Les nouveaux animistes m’accuseront de leur imputer les exagérations de Claude Perrault et de Stahl. Je conviens qu’il y en a de fort singulières, et lorsque j’apprends de M. Bouillier, dans un des chapitres les plus neufs et les plus intéressans de son livre, que, selon Claude Perrault[1], précurseur de Stahl, dès la naissance d’un enfant et même au sein de sa mère, son âme a résolu de faire circuler le sang dans l’intérêt du corps, et qu’elle a pratiqué cette sage résolution avec une assiduité si louable et si constante qu’elle s’en est fait une habitude, une de ces habitudes auxquelles on obéit sans s’en rendre compte, j’avoue que j’ai de la peine à prendre cette théorie au sérieux. Je crois entendre Voltaire dire à l’âme de Claude Perrault : C’était bien la peine, ma pauvre âme, d’être si savante au ventre de ta mère, pour être obligée d’aller ensuite à l’école et d’y apprendre péniblement ce que tu savais si bien sans avoir rien appris !
==================================================
### Consigne
Donnez, s'il vous plaît, la suite du texte ci-dessus sur l'animisme de Stahl et de Claude Perrault, en partant de sa dernière phrase.

(Éléments issus d'une source de données)
==================================================
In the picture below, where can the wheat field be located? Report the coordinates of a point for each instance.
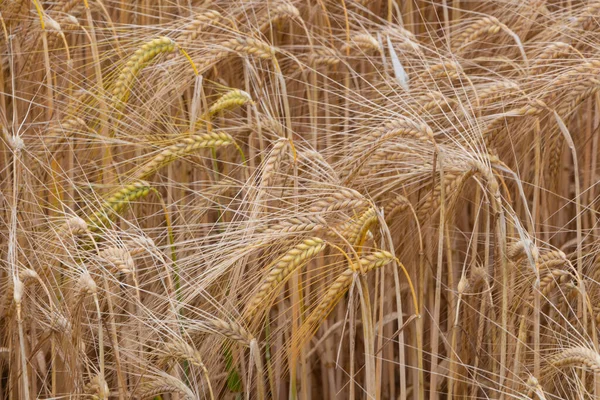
(286, 199)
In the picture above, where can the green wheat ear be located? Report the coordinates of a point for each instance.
(116, 202)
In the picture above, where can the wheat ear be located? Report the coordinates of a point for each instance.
(282, 269)
(142, 57)
(577, 356)
(117, 202)
(184, 146)
(341, 285)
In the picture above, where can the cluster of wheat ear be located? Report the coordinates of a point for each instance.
(247, 199)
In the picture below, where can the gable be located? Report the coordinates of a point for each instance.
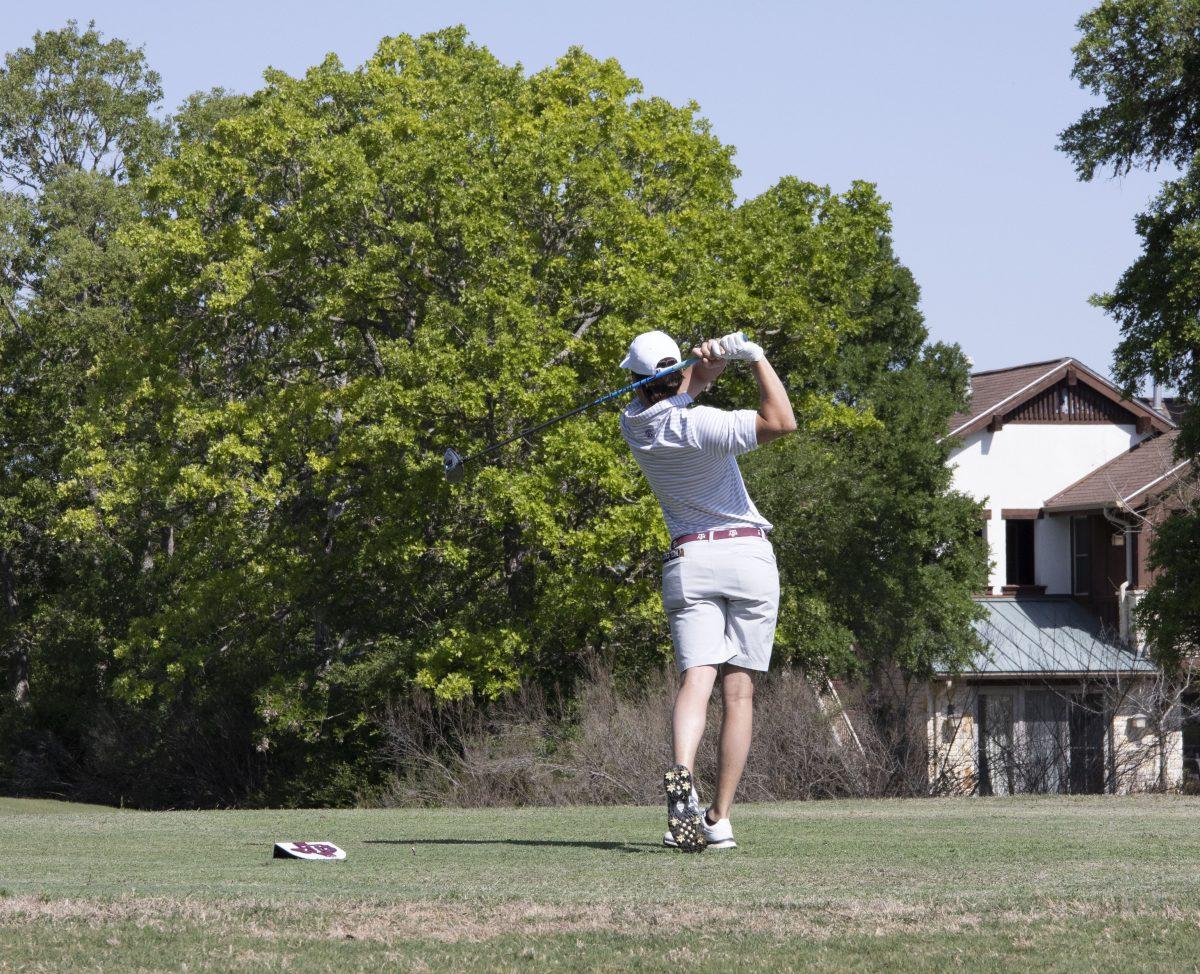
(1038, 394)
(1066, 402)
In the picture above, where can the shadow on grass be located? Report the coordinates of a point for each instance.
(625, 847)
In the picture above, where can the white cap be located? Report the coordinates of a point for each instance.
(648, 349)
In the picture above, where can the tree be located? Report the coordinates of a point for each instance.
(1143, 59)
(75, 127)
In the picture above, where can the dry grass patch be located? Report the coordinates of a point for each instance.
(466, 921)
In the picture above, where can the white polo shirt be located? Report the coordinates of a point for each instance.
(688, 454)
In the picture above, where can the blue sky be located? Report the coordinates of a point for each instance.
(952, 108)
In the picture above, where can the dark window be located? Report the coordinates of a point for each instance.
(1191, 707)
(1086, 722)
(1080, 555)
(1020, 552)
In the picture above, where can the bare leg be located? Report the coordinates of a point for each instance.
(737, 725)
(690, 709)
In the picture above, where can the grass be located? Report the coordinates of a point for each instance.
(1057, 884)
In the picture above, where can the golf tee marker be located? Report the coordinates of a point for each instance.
(312, 851)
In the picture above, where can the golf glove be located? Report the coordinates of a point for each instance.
(737, 348)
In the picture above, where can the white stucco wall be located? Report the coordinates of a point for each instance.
(1023, 466)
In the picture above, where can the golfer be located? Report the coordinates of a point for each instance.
(720, 585)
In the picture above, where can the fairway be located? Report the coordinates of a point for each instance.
(984, 884)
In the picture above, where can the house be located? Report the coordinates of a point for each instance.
(1073, 478)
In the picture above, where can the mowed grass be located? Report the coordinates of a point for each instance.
(1059, 884)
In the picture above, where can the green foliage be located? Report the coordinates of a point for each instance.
(1143, 56)
(73, 101)
(241, 539)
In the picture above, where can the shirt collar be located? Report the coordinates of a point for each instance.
(635, 410)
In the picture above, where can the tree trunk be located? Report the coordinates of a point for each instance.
(18, 653)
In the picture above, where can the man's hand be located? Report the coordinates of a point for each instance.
(711, 365)
(737, 348)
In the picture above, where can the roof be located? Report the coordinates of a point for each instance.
(1002, 390)
(990, 389)
(1125, 481)
(1048, 637)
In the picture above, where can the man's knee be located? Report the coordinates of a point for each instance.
(737, 686)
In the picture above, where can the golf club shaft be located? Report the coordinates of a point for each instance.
(576, 412)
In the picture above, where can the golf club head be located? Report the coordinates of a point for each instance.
(453, 464)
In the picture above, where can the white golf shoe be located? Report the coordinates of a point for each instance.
(719, 836)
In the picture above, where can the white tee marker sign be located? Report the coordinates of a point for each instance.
(315, 851)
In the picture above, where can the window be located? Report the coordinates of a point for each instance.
(1019, 537)
(1080, 555)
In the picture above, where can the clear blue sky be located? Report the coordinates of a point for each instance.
(952, 108)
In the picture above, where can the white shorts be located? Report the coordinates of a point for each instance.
(723, 600)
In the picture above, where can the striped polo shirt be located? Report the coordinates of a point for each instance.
(687, 454)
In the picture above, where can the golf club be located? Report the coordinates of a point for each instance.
(455, 463)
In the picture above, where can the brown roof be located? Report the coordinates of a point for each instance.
(990, 389)
(1002, 390)
(1125, 481)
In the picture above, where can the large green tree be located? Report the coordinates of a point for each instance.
(75, 128)
(1141, 58)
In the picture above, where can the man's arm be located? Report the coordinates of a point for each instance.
(775, 416)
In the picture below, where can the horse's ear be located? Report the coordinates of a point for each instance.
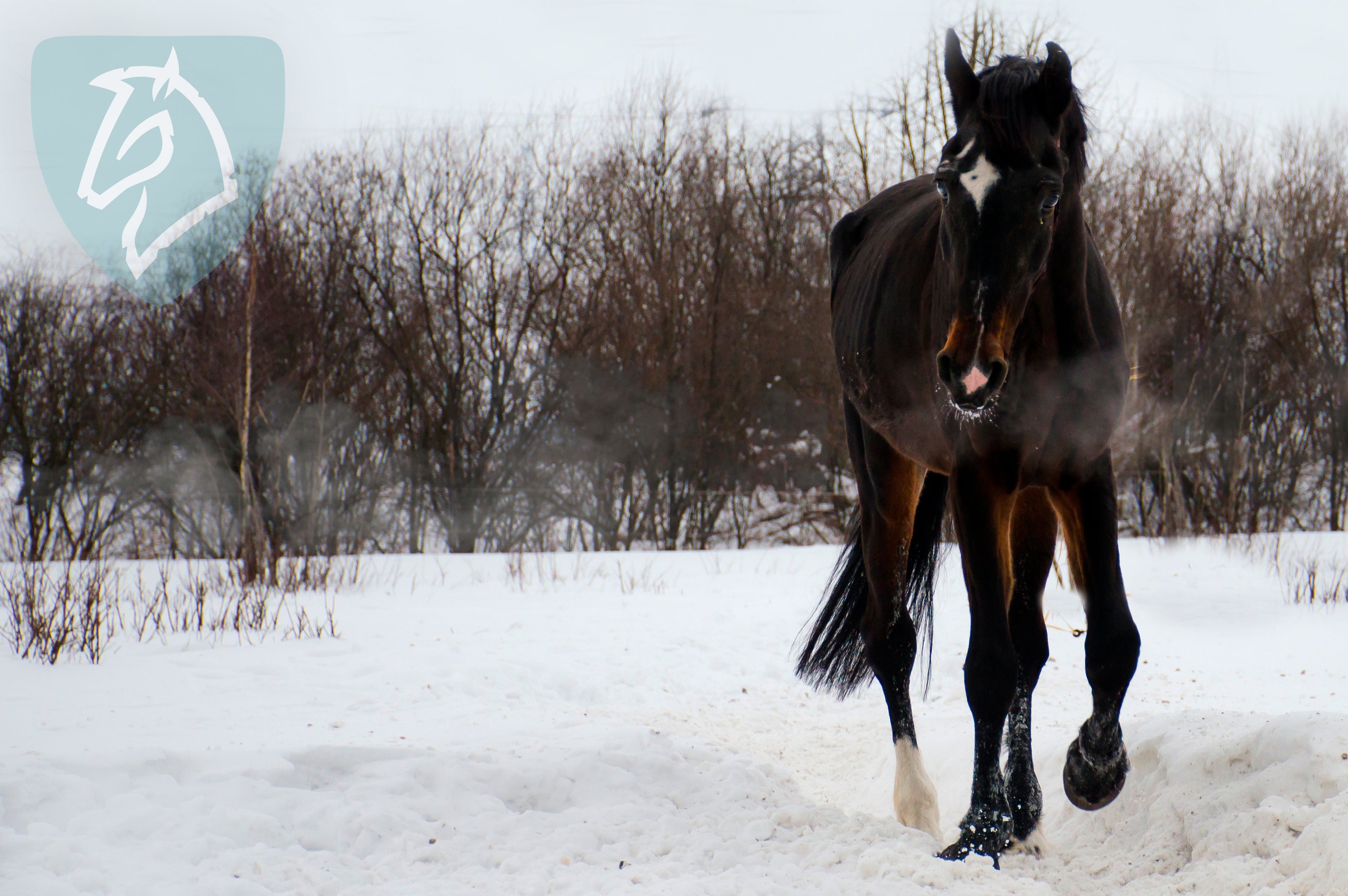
(1053, 89)
(959, 74)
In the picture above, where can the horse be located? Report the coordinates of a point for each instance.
(983, 370)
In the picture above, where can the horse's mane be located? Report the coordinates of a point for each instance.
(1007, 115)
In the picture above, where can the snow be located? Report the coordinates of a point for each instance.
(592, 723)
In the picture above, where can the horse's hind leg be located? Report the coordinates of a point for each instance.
(889, 490)
(1034, 531)
(1098, 762)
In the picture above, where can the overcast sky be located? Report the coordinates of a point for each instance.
(355, 65)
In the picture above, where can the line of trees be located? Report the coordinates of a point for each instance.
(616, 336)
==================================================
### Réponse
M. Bouillier, qui est homme de sens et d’esprit, ne se défend pas de rire aussi quelque peu[2] aux dépens de Claude Perrault, bien qu’ancêtre de l’animisme et ancêtre par lui presque découvert ; mais à parler sérieusement, et en laissant de côté les écarts d’un esprit excentrique, sur le fond de la théorie, j’oserai dire que le nouvel animisme dépasse l’ancien en témérité. Claude Perrault a la bonne foi de convenir que, par une raison ou par une autre, l’âme ne s’aperçoit plus après quelque temps qu’elle fait digérer le corps. Stahl, qui semble au contraire concevoir la digestion comme une affaire de raison et de volonté, corrige cette étrange assertion par une distinction ingénieuse entre deux formes de la raison. Il y a, dit-il, le λόγος et le λογισμός. Le λογισμός, c’est la raison réfléchie, ayant conscience et mémoire ; le λόγος, c’est une raison antérieure et supérieure, une raison qui agit d’une manière simple, sans se redoubler dans la conscience, et c’est pourquoi ses opérations ne peuvent être représentées à l’imagination ni rappelées par la mémoire. C’est le λόγος qui

  1. Il s’agit de Perrault l’architecte, l’auteur de la colonnade du Louvre, qui a aussi laissé sa trace dans l’histoire des sciences physiologiques et médicales.
  2. Du Principe vital, etc., ch. XIV.